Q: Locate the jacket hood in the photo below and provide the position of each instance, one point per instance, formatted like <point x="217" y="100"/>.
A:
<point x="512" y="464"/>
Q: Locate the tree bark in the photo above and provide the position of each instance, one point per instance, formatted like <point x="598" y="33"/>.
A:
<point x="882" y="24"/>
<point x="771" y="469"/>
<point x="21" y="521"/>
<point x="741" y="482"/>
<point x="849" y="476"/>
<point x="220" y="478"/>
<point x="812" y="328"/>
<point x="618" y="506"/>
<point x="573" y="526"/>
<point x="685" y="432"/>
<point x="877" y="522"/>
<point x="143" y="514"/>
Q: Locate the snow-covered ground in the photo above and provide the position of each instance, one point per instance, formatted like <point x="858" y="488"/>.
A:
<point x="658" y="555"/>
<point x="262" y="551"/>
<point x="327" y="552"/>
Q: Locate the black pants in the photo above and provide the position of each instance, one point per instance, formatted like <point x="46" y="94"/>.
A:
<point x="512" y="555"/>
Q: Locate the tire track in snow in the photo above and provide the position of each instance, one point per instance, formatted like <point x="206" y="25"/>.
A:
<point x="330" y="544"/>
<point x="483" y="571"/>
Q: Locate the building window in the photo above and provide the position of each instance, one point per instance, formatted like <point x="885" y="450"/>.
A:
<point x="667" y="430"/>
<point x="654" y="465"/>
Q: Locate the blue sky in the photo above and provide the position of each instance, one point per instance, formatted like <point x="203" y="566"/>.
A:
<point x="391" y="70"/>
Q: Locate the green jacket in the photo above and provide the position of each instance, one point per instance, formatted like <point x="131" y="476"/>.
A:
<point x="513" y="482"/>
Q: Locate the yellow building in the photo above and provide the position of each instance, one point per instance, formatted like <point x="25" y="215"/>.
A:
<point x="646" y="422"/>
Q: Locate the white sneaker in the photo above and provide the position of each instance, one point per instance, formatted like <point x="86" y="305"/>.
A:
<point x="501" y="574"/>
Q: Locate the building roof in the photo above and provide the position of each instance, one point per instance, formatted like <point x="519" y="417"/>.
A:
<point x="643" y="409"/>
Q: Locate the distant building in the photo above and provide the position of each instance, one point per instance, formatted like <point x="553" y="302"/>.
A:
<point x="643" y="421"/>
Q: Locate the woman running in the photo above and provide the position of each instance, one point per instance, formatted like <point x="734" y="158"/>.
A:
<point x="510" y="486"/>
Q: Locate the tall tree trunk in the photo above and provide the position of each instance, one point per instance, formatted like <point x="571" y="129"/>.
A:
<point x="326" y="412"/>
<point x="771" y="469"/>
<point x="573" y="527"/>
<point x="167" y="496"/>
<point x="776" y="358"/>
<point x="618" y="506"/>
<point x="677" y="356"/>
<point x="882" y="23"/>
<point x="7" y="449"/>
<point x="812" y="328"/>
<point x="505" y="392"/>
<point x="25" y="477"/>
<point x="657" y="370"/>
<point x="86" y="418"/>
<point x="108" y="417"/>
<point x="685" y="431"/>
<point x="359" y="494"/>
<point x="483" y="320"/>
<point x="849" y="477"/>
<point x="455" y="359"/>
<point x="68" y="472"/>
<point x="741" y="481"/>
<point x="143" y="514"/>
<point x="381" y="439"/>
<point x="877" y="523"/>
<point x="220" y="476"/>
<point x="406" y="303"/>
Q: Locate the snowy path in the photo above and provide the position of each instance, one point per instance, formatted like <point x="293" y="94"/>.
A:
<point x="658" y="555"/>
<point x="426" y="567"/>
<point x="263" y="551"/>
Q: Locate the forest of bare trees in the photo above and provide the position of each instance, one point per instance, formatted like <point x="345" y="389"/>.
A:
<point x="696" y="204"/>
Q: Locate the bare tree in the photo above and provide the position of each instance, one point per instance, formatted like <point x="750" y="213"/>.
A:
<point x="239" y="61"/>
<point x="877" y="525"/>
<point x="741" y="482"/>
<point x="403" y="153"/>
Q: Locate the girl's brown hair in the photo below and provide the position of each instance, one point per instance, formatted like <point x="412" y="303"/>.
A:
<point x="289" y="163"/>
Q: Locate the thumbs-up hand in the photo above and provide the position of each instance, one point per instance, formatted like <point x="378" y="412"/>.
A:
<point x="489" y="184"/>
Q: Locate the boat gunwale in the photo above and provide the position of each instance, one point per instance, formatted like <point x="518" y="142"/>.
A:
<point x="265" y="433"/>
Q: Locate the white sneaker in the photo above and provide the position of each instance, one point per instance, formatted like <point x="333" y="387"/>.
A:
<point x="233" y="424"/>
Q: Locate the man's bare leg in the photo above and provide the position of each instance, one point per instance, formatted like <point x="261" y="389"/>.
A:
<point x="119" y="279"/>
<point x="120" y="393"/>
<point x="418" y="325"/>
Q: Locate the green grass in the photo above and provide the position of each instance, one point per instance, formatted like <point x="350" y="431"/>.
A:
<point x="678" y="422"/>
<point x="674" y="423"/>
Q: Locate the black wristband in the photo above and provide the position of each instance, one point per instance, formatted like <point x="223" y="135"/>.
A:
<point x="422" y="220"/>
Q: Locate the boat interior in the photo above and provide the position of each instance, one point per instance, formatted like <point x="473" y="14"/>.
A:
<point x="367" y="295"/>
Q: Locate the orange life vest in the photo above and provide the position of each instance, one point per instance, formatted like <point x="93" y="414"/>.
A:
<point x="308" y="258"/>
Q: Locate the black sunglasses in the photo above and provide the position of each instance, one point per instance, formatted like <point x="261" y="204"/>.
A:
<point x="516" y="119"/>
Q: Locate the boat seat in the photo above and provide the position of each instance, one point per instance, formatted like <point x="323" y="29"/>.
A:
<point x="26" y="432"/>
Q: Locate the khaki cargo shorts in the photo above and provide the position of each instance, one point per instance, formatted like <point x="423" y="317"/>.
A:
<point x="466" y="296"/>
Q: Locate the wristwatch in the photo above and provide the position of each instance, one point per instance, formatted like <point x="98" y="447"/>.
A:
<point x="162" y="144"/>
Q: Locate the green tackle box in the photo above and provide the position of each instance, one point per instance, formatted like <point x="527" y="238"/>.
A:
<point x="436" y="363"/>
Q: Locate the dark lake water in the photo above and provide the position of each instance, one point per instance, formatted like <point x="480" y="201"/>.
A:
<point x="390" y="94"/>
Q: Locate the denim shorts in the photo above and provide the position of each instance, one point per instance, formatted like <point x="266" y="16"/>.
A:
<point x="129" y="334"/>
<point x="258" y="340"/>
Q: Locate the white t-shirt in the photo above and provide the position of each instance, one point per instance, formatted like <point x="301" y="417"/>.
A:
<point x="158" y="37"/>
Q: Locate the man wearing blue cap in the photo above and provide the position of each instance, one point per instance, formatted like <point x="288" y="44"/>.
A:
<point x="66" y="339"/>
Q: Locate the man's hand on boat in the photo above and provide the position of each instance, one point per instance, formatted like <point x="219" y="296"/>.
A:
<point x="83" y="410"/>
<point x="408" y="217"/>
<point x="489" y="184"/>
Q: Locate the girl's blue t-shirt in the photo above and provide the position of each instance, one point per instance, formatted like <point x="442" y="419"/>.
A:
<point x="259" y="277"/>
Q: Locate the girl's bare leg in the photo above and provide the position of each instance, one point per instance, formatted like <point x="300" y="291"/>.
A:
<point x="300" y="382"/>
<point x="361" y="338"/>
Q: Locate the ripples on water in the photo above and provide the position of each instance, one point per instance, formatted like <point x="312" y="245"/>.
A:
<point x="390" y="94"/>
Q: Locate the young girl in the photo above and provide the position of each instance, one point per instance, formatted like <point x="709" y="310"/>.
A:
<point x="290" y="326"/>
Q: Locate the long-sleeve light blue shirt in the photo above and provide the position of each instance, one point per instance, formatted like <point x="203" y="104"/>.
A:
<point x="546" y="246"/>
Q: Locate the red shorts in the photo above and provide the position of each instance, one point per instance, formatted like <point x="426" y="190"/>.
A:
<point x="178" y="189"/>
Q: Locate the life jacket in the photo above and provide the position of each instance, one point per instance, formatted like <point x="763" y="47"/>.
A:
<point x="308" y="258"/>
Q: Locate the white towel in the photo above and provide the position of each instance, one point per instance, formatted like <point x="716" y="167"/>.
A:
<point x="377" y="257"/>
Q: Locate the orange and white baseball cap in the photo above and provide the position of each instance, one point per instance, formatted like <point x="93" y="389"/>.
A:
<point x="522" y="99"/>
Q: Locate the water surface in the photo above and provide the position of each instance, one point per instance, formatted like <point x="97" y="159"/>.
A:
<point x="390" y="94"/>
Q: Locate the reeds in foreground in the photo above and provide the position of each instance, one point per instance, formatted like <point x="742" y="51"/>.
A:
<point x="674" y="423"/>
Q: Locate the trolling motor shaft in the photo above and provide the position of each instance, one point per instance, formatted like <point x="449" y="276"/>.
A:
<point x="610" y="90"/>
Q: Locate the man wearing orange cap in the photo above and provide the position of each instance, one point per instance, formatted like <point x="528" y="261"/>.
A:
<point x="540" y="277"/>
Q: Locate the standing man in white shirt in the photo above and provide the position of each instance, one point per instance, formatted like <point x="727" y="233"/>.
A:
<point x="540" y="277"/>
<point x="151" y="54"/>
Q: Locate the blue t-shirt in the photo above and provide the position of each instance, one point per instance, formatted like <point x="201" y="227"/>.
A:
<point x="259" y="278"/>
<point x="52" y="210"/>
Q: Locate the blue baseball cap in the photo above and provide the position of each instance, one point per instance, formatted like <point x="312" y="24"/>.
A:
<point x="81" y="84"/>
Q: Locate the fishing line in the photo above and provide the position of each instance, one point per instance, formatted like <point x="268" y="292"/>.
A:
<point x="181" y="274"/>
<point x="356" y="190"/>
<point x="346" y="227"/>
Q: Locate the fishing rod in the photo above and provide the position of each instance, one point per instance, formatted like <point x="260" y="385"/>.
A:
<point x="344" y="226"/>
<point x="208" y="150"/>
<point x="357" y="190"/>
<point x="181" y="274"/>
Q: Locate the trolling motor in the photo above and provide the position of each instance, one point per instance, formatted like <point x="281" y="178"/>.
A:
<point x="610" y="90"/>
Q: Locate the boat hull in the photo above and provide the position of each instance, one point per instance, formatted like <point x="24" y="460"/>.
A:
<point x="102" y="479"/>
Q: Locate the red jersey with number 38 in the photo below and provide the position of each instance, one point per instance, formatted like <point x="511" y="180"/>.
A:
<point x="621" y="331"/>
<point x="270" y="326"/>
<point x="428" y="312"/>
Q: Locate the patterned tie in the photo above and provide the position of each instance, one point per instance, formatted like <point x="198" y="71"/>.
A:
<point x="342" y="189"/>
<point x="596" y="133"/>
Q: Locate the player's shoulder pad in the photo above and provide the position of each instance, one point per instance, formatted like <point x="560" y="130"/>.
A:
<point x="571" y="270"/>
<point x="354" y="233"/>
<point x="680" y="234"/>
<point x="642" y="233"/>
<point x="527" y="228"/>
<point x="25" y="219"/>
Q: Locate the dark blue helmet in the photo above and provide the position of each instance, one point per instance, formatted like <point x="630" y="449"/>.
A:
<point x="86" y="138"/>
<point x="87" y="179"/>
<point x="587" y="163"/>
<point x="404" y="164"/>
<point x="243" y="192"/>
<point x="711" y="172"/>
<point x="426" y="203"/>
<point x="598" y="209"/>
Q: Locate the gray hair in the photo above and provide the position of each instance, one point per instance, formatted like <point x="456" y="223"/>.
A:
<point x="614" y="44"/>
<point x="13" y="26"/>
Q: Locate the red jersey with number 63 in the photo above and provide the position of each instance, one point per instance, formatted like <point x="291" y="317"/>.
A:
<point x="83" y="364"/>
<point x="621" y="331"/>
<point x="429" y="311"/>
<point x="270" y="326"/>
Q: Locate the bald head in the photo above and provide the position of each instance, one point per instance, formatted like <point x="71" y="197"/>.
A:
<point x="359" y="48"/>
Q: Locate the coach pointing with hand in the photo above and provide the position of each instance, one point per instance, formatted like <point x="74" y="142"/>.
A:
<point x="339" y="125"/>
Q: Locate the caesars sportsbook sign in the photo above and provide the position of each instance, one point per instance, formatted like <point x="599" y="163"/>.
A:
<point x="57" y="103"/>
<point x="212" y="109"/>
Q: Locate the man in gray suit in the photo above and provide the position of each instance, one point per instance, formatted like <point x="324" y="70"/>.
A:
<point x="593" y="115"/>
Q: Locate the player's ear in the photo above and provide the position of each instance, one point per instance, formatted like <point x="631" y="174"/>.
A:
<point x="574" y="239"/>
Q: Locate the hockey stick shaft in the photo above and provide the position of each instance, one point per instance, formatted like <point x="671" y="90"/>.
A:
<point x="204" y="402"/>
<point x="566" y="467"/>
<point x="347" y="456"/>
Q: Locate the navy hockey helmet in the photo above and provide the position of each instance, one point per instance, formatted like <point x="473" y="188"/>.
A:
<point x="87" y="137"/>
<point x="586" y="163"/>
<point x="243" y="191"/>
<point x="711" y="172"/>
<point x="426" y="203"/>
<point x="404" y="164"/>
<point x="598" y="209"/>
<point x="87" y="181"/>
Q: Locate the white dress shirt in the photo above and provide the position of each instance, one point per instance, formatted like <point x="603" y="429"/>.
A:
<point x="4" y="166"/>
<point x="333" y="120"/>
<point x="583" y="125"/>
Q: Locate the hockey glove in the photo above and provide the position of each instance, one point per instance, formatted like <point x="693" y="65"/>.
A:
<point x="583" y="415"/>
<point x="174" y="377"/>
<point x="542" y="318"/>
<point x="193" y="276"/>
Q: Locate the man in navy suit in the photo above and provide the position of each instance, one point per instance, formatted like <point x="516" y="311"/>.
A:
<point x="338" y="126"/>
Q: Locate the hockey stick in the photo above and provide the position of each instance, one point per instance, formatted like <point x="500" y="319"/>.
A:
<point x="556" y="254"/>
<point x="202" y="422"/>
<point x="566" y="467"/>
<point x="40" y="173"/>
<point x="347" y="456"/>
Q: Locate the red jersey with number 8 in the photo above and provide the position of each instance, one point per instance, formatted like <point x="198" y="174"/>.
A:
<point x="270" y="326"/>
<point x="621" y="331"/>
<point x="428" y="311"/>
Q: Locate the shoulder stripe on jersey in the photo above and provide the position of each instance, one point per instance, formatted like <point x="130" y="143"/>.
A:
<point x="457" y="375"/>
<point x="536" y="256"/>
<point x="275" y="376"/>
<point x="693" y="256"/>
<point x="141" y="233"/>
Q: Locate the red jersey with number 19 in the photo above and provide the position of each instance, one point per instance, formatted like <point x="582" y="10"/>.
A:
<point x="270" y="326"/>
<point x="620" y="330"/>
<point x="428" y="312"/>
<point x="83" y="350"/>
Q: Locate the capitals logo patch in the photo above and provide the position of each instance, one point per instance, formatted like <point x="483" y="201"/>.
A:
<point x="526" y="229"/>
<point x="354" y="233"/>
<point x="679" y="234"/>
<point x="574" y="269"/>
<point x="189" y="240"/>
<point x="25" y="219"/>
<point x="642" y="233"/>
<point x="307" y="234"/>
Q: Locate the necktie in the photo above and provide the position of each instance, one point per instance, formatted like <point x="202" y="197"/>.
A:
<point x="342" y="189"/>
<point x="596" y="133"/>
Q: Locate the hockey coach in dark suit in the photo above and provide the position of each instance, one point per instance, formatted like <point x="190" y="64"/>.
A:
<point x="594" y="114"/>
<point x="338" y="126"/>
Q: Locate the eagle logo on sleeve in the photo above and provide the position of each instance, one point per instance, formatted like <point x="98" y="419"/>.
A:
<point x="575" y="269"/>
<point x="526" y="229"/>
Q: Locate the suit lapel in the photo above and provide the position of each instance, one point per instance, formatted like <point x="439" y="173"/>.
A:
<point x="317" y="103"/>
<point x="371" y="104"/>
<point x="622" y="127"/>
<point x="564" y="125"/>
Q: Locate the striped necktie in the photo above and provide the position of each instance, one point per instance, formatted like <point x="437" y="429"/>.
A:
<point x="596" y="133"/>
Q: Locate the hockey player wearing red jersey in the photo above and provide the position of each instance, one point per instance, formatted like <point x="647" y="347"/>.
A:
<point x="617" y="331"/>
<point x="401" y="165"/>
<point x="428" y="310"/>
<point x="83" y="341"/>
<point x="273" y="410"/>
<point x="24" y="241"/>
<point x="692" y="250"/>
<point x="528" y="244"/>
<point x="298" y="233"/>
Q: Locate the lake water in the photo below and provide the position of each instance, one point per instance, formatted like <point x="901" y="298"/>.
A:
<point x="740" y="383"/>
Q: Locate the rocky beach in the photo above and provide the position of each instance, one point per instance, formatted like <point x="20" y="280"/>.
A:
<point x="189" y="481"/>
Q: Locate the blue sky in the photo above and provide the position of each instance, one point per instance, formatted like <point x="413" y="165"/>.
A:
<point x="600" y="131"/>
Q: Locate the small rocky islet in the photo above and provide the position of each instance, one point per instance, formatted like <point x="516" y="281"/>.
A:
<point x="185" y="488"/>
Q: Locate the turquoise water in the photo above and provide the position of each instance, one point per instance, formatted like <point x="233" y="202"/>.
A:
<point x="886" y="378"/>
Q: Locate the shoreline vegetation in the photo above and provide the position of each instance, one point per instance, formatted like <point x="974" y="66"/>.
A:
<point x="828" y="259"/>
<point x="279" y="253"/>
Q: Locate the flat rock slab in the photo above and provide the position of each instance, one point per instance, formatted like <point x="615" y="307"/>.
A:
#####
From the line that contains "Q: Locate the small" down to the last line of the listing above, repeat each line exactly, and include nothing else.

Q: Locate the small rocky islet in the photo above and provide the position of each instance, one point per instance, formatted like <point x="516" y="281"/>.
A:
<point x="185" y="488"/>
Q: Locate the turquoise water in the photo above and provide the position of each instance, one point per instance, formatted like <point x="233" y="202"/>.
A:
<point x="886" y="378"/>
Q: Locate the shoreline vegetation in the photo above and provide the position of each instance, one point per instance, formatted like <point x="974" y="66"/>.
A:
<point x="828" y="259"/>
<point x="279" y="253"/>
Q: Locate the flat rock slab in the photo above and provide the position of each instance, one point per instance, formatted like <point x="615" y="307"/>.
A:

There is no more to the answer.